(Dataset entries)
Start of Block
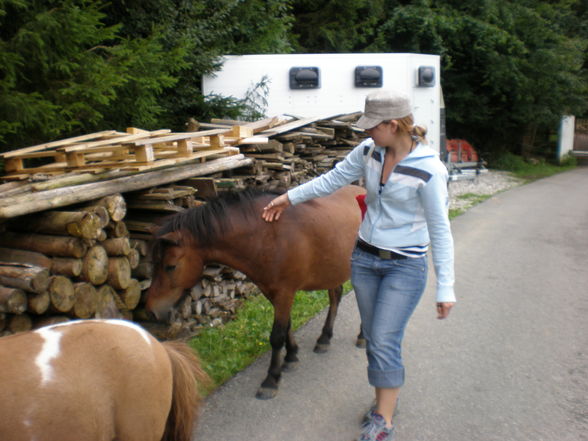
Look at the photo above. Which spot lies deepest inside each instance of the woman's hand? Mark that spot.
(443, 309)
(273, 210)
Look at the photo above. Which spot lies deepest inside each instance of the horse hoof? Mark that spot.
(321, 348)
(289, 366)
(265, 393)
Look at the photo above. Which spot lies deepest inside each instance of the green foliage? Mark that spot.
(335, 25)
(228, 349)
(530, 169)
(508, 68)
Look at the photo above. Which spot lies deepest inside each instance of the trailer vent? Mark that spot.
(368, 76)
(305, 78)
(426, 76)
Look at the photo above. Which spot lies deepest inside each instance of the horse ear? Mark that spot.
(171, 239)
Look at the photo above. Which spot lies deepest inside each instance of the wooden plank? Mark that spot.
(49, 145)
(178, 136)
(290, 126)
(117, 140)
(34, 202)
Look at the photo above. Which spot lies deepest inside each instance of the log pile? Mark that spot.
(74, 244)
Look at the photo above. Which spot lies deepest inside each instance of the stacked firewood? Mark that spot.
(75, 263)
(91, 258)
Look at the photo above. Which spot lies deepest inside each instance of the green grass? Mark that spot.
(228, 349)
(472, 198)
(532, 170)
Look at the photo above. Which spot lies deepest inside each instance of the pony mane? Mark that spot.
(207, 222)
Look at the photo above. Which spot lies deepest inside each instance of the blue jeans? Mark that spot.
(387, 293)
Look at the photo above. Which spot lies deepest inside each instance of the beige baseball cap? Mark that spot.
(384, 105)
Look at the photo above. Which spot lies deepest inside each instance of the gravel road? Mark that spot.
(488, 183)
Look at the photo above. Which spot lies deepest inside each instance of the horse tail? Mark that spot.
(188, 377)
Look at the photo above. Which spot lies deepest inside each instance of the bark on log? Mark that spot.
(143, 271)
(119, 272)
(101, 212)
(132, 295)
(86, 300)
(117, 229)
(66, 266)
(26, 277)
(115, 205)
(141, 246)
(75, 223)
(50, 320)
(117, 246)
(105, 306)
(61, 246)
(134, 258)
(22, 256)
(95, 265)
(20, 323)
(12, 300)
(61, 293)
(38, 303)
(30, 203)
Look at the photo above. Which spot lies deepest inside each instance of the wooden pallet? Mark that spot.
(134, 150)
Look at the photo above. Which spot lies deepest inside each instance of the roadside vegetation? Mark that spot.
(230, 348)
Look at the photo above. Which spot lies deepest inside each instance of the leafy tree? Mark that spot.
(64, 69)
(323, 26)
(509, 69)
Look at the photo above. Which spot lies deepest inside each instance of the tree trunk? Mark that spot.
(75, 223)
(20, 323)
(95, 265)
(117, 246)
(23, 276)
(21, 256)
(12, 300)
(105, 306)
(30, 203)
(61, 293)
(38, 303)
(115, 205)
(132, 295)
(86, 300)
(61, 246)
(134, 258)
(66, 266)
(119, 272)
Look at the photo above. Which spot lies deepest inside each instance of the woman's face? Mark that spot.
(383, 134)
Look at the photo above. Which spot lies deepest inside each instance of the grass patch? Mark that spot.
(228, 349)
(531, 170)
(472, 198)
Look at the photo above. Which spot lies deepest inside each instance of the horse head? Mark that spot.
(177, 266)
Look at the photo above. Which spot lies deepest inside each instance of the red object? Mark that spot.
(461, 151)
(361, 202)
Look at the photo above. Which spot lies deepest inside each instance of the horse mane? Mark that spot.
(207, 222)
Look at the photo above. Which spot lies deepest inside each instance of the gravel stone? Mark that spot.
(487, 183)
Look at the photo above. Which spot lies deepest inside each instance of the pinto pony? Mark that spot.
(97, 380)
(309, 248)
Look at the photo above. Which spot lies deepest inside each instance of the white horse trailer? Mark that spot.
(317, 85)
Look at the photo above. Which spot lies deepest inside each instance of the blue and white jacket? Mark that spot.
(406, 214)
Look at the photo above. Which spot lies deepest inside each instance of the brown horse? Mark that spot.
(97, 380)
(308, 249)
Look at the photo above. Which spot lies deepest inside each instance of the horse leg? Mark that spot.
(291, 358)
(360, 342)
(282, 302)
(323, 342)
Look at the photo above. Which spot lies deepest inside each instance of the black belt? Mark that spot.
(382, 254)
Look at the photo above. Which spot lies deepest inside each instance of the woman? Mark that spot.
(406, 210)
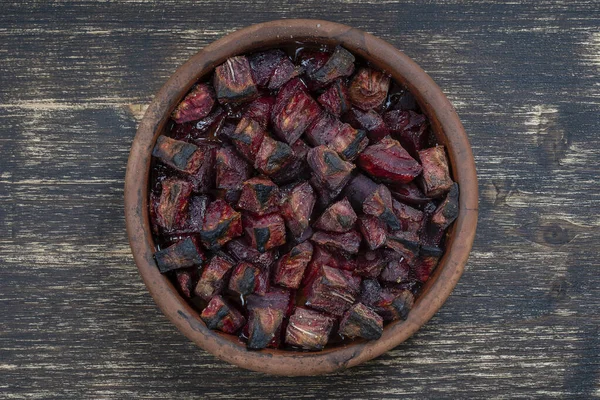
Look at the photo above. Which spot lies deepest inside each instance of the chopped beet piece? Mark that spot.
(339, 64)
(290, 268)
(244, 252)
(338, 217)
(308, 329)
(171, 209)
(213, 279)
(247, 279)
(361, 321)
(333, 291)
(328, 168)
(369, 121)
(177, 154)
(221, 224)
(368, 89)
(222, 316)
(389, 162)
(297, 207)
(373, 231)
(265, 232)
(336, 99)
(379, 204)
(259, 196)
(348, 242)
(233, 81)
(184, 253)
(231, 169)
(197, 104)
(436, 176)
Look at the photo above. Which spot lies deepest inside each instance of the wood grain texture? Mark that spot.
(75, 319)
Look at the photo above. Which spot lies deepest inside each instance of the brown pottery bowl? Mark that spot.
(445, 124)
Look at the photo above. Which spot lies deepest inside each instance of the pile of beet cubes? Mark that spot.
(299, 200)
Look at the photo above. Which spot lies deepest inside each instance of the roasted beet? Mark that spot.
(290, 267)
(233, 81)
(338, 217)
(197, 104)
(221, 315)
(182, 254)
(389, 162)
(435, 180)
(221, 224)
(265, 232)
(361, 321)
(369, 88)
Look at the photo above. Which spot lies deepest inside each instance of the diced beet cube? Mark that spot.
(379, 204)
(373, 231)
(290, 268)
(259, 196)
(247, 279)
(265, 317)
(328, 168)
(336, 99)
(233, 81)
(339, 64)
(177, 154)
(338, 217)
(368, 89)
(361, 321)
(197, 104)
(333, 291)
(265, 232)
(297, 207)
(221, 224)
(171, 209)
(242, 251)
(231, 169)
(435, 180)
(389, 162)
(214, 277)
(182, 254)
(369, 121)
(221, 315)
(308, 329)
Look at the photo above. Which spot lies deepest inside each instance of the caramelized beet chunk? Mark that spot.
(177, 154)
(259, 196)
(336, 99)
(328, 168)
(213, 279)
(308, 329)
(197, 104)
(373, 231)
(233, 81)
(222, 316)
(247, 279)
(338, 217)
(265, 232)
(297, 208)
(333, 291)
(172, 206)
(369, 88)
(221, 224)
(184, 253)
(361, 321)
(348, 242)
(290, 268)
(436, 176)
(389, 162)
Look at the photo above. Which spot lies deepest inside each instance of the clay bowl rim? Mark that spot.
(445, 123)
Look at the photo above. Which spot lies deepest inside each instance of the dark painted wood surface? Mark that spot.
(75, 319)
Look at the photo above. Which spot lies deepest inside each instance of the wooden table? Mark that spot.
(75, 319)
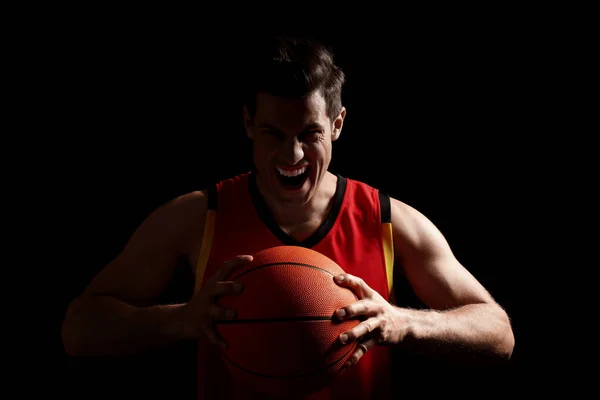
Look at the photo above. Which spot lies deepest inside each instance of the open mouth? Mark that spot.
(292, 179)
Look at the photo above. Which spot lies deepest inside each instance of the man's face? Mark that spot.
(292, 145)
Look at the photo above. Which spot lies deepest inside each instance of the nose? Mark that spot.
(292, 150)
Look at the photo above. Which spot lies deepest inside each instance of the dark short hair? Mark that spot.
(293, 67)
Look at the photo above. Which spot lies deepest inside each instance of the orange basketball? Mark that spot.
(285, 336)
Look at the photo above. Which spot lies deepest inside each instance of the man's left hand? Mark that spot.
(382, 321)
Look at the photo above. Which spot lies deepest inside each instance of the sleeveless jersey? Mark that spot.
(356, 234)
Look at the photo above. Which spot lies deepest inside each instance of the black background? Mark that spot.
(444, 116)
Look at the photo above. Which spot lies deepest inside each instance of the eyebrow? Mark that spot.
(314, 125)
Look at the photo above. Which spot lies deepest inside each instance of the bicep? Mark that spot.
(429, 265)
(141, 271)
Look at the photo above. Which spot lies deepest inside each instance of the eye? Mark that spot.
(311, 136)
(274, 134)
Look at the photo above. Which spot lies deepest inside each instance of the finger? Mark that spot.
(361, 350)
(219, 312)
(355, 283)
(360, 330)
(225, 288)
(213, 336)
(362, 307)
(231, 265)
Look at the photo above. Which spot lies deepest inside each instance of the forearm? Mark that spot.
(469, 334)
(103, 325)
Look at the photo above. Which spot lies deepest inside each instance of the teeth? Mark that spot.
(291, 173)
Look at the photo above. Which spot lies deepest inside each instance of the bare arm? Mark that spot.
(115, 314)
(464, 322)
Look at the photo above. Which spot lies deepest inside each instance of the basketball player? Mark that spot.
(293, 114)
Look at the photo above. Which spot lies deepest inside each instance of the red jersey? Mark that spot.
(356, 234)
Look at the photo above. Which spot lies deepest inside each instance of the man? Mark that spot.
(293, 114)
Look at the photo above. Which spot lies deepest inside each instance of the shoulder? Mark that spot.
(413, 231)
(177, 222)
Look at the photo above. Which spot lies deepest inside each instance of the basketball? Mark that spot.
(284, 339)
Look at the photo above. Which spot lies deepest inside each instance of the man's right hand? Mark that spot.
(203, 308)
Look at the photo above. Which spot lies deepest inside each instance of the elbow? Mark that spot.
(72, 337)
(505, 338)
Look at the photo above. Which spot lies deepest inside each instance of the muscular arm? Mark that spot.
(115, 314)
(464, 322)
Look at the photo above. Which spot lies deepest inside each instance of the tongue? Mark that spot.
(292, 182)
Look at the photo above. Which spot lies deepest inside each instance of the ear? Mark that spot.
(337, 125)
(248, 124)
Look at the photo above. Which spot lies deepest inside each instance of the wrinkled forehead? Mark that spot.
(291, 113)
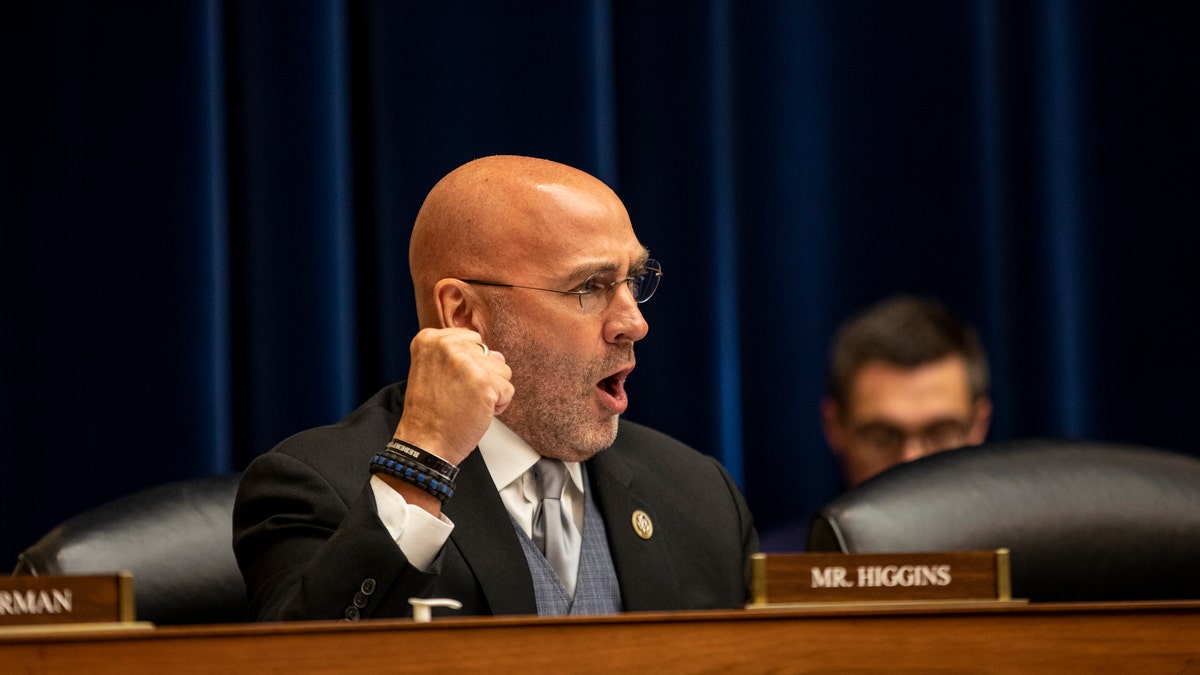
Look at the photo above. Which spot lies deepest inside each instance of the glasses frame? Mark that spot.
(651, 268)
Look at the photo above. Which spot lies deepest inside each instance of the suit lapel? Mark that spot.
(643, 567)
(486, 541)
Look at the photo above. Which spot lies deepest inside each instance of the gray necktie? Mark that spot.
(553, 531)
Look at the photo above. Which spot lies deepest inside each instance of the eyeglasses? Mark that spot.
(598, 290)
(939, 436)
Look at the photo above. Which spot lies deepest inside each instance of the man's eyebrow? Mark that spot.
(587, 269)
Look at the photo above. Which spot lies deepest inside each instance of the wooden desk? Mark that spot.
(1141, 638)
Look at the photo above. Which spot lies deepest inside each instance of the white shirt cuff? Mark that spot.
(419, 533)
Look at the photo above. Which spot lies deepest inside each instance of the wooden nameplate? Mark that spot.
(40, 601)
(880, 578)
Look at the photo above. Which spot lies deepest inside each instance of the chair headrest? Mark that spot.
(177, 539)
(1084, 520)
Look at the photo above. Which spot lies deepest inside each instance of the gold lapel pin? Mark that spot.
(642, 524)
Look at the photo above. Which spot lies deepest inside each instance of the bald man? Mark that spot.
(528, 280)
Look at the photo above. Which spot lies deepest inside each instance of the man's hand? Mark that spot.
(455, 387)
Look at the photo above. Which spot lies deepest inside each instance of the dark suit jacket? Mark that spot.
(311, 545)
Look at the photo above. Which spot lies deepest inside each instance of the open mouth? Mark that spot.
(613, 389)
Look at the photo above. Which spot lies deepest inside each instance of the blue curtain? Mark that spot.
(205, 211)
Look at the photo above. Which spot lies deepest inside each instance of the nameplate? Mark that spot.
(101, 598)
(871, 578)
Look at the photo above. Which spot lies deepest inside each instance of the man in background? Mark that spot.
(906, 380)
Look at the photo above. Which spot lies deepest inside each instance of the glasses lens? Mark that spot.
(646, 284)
End of Block
• Activity: Exact copies of the line containing "the nameplate? Mark that spot." and of every line after it through the end of the entries are all that should be output.

• Completed task:
Look at the photo above. Which spot lies deepest inside each instance of the nameplate? Mark that spot.
(101, 598)
(871, 578)
Look at the photo above. Which spot lies deepest inside each instance of the man in background? Mark that spot.
(906, 380)
Look at the photo above. Which spot lies deepest inside each instance of the glasses lens? Mark that spot.
(646, 284)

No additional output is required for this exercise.